- **Given request**: Every line from the one with "[point] every instance of the jagged" through the end of the records below should be restated word for word, and nothing outside that span.

- **Information provided**:
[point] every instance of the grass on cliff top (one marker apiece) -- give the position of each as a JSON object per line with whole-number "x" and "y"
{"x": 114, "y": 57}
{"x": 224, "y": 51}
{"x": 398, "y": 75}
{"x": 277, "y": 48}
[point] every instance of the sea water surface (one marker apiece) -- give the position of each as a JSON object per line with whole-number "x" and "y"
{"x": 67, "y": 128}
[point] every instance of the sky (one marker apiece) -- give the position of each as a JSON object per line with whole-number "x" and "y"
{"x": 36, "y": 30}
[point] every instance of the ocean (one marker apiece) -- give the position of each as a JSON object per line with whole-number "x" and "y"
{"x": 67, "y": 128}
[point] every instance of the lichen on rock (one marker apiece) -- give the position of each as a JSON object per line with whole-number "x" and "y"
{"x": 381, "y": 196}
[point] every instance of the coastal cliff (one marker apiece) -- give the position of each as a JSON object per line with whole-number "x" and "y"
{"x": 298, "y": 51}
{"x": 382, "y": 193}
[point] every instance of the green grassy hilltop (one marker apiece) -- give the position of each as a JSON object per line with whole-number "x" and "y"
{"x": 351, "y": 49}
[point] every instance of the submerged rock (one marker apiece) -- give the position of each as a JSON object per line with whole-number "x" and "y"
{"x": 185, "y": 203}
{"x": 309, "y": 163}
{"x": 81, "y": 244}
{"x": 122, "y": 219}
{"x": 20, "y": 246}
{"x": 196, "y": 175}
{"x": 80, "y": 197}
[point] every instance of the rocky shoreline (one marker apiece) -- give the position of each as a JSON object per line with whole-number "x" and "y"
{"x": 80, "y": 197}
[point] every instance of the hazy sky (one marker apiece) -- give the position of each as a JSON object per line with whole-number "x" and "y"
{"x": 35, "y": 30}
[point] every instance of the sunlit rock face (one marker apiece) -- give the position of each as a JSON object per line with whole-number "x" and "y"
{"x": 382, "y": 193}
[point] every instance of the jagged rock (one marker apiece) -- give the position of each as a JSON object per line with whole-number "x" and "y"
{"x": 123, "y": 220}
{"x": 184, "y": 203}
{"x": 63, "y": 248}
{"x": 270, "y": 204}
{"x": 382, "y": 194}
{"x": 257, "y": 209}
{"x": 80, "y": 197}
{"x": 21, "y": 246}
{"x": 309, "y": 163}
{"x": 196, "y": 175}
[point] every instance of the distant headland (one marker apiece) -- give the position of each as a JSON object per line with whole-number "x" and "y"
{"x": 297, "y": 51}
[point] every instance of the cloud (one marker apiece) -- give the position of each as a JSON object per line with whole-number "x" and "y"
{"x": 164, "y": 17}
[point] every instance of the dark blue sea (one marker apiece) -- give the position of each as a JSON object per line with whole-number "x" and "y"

- **Correct output**:
[point] every instance of the jagged rock (one marker apiece) -- give the position of each as a JSON object per line with whole-number "x" and "y"
{"x": 123, "y": 220}
{"x": 184, "y": 203}
{"x": 63, "y": 248}
{"x": 270, "y": 204}
{"x": 382, "y": 194}
{"x": 257, "y": 209}
{"x": 80, "y": 197}
{"x": 21, "y": 246}
{"x": 309, "y": 163}
{"x": 196, "y": 175}
[point] every instance of the distant headland (one marker apiece) -- give the position of each as a JSON object per line with whole-number "x" and "y"
{"x": 297, "y": 51}
[point] every instance of the cloud (one marker apiece) -- give the position of each as a JSON object per line with whole-number "x" and "y"
{"x": 164, "y": 17}
[point] every instance of the dark blue sea (one marker apiece) -- give the position of each as a JSON object per line with whole-number "x" and "y"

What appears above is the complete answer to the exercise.